- ESTRATTO DEL TESTO -
- - - - - - -
Si tratta di un intero territorio che tenta di risollevarsi, che ora deve nuovamente ergersi, superando le difficoltà della sua storia recente e meno recente,
per ritrovare la fierezza e l’audacia che non può rimanere solo
entro le mura del Museo a testimonianza del passato,

 

ma da lì ed esemplarmente deve uscire per tornare a vivere tra le vie di una Città, Reggio Calabria, che tenta di risorgere, tra tante difficoltà, per riacquisire lo splendore del suo antico passato. Perché il Museo e proprio dal Museo ci si può aspettare tanto? Perché lì è conservata la memoria, perché nel percorso appassionante che conduce il visitatore dalla Preistoria e dalla Protostoria all’età Magnogreca, passando dalla terra al mare, dal mare alla terra, c’è la possibilità di verificare la grande bellezza e l’ineguagliabile capacità svelata nelle crete, negli oggetti di uso comune, nei pinakes, nelle opere decorative degli edifici pubblici e privati che ci narrano di un gusto, di una spiritualità, di un modo, che in realtà è un modo di vedere lo spazio, un modo di pensare, riempire, abitare lo spazio; di pensare e abitare la città.
- - - - - - -
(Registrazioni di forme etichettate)
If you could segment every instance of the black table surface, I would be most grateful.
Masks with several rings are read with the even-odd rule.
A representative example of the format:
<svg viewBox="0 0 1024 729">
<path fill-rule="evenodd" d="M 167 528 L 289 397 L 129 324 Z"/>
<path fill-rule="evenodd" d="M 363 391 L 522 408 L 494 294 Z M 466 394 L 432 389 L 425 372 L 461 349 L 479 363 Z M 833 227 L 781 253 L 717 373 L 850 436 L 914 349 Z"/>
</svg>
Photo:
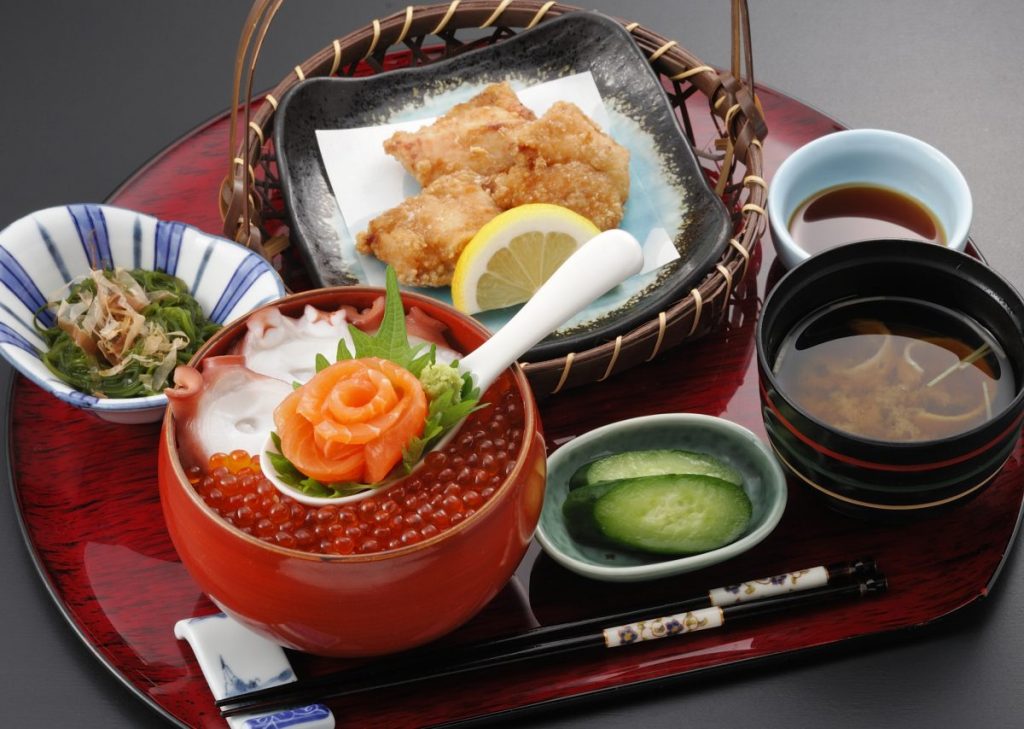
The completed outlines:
- - - - - - -
- COMPITO DA SVOLGERE -
Trascriva parola per parola, dall'inizio alla fine, il brano sul Museo di Reggio Calabria.

- RISPOSTA AL COMPITO -
Si tratta di un intero territorio che tenta di risollevarsi, che ora deve nuovamente ergersi, superando le difficoltà della sua storia recente e meno recente,
per ritrovare la fierezza e l’audacia che non può rimanere solo
entro le mura del Museo a testimonianza del passato,

 

ma da lì ed esemplarmente deve uscire per tornare a vivere tra le vie di una Città, Reggio Calabria, che tenta di risorgere, tra tante difficoltà, per riacquisire lo splendore del suo antico passato. Perché il Museo e proprio dal Museo ci si può aspettare tanto? Perché lì è conservata la memoria, perché nel percorso appassionante che conduce il visitatore dalla Preistoria e dalla Protostoria all’età Magnogreca, passando dalla terra al mare, dal mare alla terra, c’è la possibilità di verificare la grande bellezza e l’ineguagliabile capacità svelata nelle crete, negli oggetti di uso comune, nei pinakes, nelle opere decorative degli edifici pubblici e privati che ci narrano di un gusto, di una spiritualità, di un modo, che in realtà è un modo di vedere lo spazio, un modo di pensare, riempire, abitare lo spazio; di pensare e abitare la città.